OBJECTIVE: Put the listing, starting at its first line and ending at the line containing "138L148 130L157 125L155", into a Markdown table with columns Row and Line, numbering each line and skipping blank ones. Keep the pictures out of the answer.
+ + + + + + +
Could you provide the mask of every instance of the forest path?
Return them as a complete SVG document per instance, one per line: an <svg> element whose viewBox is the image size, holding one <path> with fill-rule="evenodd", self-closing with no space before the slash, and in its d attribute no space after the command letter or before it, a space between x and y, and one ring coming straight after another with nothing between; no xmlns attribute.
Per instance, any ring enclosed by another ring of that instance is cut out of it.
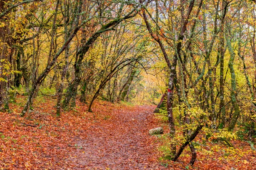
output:
<svg viewBox="0 0 256 170"><path fill-rule="evenodd" d="M155 138L148 130L157 125L155 106L136 106L131 110L113 110L106 121L96 121L85 130L85 140L78 139L73 157L68 161L77 169L164 169L157 161Z"/></svg>

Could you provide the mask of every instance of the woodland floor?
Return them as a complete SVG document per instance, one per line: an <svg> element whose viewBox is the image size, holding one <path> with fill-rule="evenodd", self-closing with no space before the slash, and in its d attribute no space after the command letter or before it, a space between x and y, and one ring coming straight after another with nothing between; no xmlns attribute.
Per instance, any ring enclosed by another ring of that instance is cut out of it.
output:
<svg viewBox="0 0 256 170"><path fill-rule="evenodd" d="M0 169L186 170L189 162L188 149L176 162L160 160L164 140L148 131L162 126L166 133L168 128L153 113L155 106L100 101L92 113L78 102L75 110L56 117L55 99L40 97L21 118L25 101L19 96L11 113L0 113ZM201 143L201 137L196 142ZM248 143L233 141L232 149L207 143L198 149L189 169L256 169L256 152Z"/></svg>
+ + + + + + +
THE OUTPUT:
| Row | Line |
|---|---|
| 1 | Could you provide the mask of every instance of the forest path? |
| 2 | Return them as a complete SVG document per instance, one per line: an <svg> element whose viewBox is the image size, holding one <path> with fill-rule="evenodd", self-closing with no space before the slash, and in its d attribute no space after the command letter or before it, a space between x and y, and one ring coming straight after another with nothing between; no xmlns attribute. |
| 3 | Per instance, any ring enclosed by another ring of that instance is cut out of it. |
| 4 | output: |
| 5 | <svg viewBox="0 0 256 170"><path fill-rule="evenodd" d="M155 138L148 130L157 125L155 106L136 106L131 110L113 110L106 121L96 121L85 130L85 140L78 139L73 157L68 161L77 169L164 169L157 161Z"/></svg> |